- Tesla unveiled on Thursday its latest vehicle, the Model Y crossover SUV, at its design studio in Hawthorne, California.
- The Model Y is Tesla‘s second SUV, after the Model X. The vehicle will have a range of 300 miles per charge, the ability to accelerate from 0-60 mph in 3.5 seconds, and the capacity to seat seven people, CEO Elon Musk said.
- Tesla began allowing customers to reserve the vehicle for a $2,500 deposit after Thursday’s event.
- The three trims available to reserve start between $47,000 and $60,000. Musk said a standard-range trim would arrive in 2021 and start at $39,000.
The Model Y is Tesla‘s second SUV, after the Model X. The vehicle will have a range of 300 miles per charge, the ability to accelerate from 0-60 mph in 3.5 seconds, and the capacity to seat seven people, CEO Elon Musk said.
Tesla began allowing customers to reserve the vehicle for a $2,500 deposit after Thursday’s event. Three trims are available to reserve: a long-range, rear-wheel-drive trim that starts at $47,000; a long-range, all-wheel-drive trim that starts at $51,000; and an all-wheel-drive performance trim that starts at $60,000.
The long-range, rear-wheel-drive trim has the longest projected range of the three, at 300 miles, while the other two trims have projected ranges of 280 miles. The performance trim will be the fastest of the three, with a top speed of 150 mph and the ability to accelerate from 0-60 mph in 3.5 seconds, Tesla says.

Recorded data »
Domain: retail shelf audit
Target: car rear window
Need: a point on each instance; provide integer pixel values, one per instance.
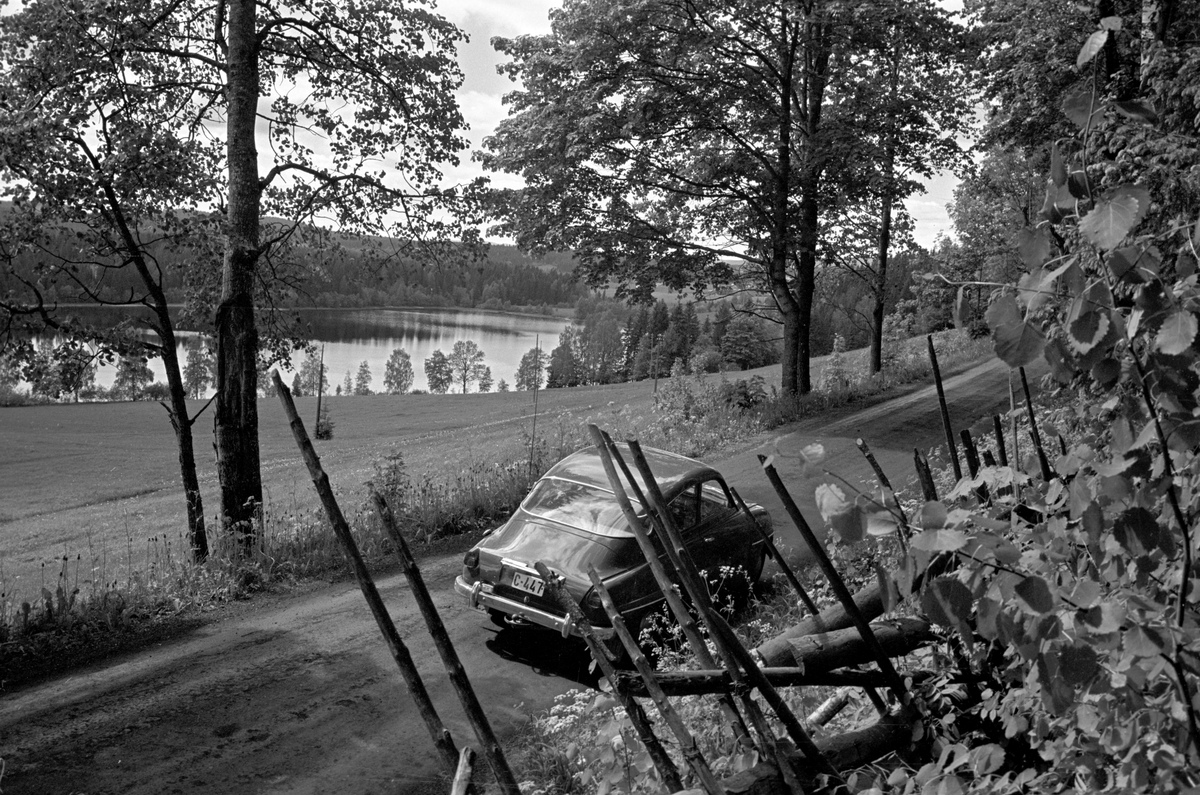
(579, 506)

Task requirements »
(1) In the Model Y article, the opening summary gives a 300-mile range and a 3.5-second 0-60 mph time. Explain in one to three sentences how those two figures match up with the trims described later.
(2) Answer these questions from the Model Y article:
(a) Where was the Model Y unveiled?
(b) How much was the deposit to reserve the vehicle?
(c) What top speed does Tesla give for the performance trim?
(3) Write the next part of the Model Y article, picking up after its final sentence.

The replies »
(1) The 300-mile range belongs to the long-range, rear-wheel-drive trim, which has the longest projected range of the three. The 3.5-second 0-60 mph time belongs to the all-wheel-drive performance trim, which has a projected range of 280 miles. The two headline figures therefore come from different trims.

(2)
(a) At Tesla's design studio in Hawthorne, California.
(b) $2,500.
(c) 150 mph.

(3)
Production for the three available trims is expected to begin at the end of 2020, Tesla says. Musk said during the event that a standard-range trim will arrive in 2021 and start at $39,000.
During the unveiling event, Musk touted the Model Y’s performance, functionality, and safety.
“It has the functionality of an SUV, but it will ride like a sports car,” Musk said.
Musk said he expects the Model Y will become the safest mid-size SUV.
The Model Y’s unveiling comes at a time when Tesla is facing mounting financial pressure and, according to some analysts, a demand problem.
In late February, Tesla announced it was closing most of its stores and moving to an online sales model. At the time, the company said the move would enable it to slash the prices for all of its cars by several percent and roll out the long-promised $35,000 Model 3 sooner than expected.
About a week later, though, Tesla backtracked and said that it would actually keep more stores open and increase the price of its vehicles back to their previous amount. These moves signal the company may be facing some significant headwinds, according to Goldman Sachs analysts.
“In the US, we think the amount of information points to declines in demand for Tesla’s higher priced vehicle variants following the start of the phase-out of the Federal Tax credit; and we believe moves by the company to continue to improve its cost structure in order to deliver lower priced vehicles and tap remaining consumer demand corroborate this,” Goldman Sachs said to clients in a note earlier this week.
What’s more, Goldman analysts said there is also the worry that the reveal of the Model Y could put further pressure on the Model 3 sales because people may opt to wait to purchase the SUV instead of opting for the lower-cost sedan.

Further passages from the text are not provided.